Task to complete: Give back an exact copy of the lines in the records below, from the line that has "the swimmer's arm" through the line that has "the swimmer's torso", and nothing besides.

Records supplied:
^^^^
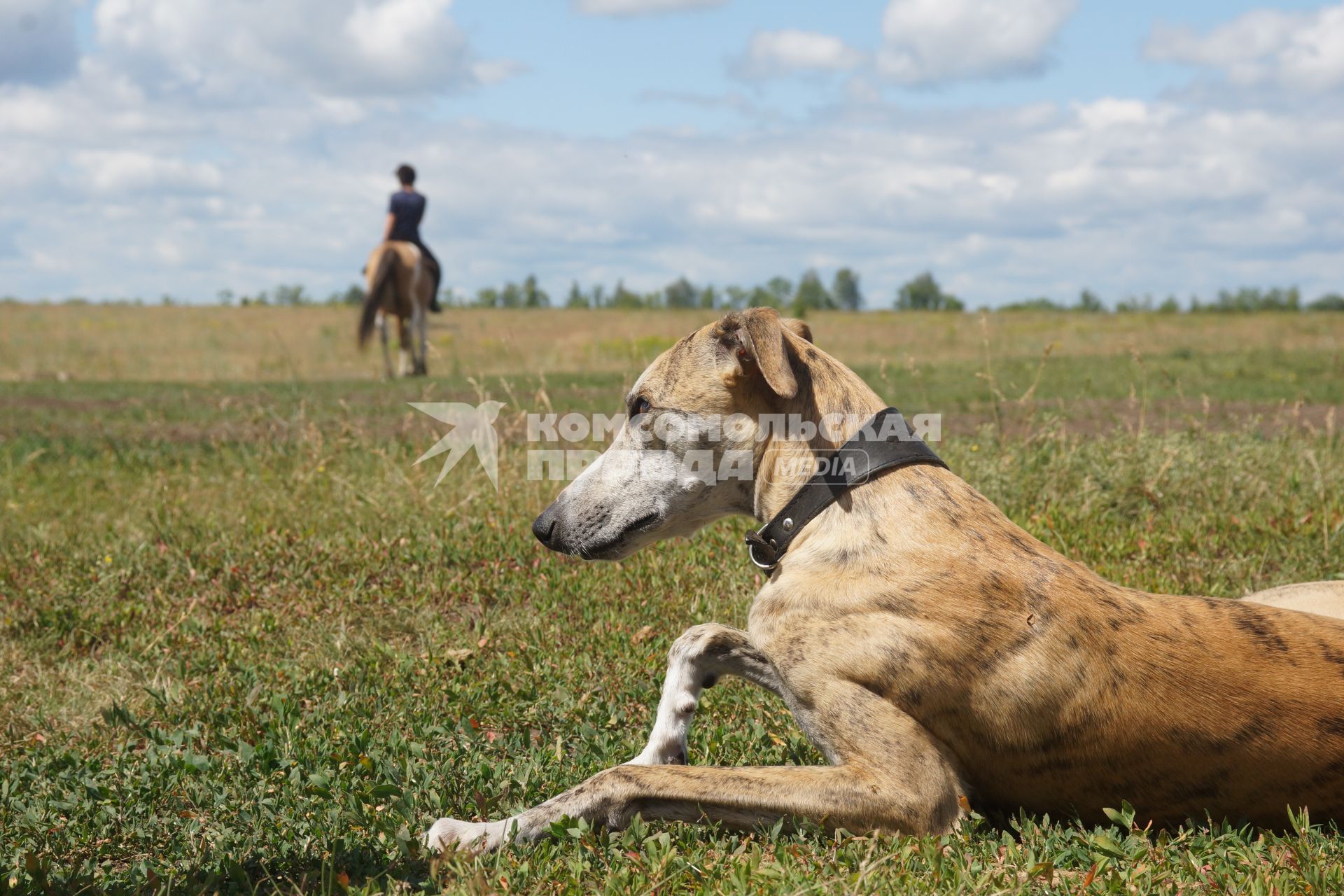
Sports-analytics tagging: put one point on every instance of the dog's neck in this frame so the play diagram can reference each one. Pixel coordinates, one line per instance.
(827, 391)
^^^^
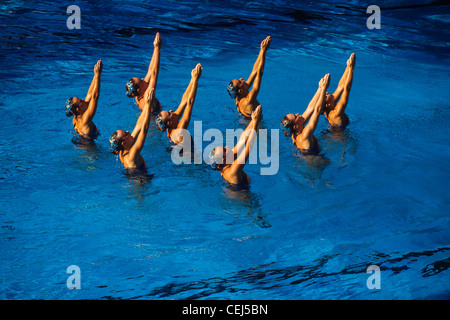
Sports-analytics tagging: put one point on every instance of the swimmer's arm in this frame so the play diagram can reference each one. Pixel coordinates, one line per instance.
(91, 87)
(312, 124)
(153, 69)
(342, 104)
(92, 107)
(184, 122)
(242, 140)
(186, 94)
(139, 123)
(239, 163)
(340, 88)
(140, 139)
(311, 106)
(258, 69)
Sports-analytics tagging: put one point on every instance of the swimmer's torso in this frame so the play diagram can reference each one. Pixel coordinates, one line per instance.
^^^^
Task solution:
Sports-analytics tagging: put one point on every instance of the swimmer's arm in this frame so the play diagram can reference each one. Pixel coordinates, one line per instance.
(91, 87)
(312, 124)
(153, 69)
(342, 104)
(92, 107)
(184, 122)
(242, 140)
(186, 94)
(139, 123)
(239, 163)
(340, 88)
(140, 139)
(311, 106)
(258, 69)
Sports-analytics tagging: put one point on every instance of the swimmer's torso in this frame so the play diagram can reference each one. Pixel coordinates, one line per instance.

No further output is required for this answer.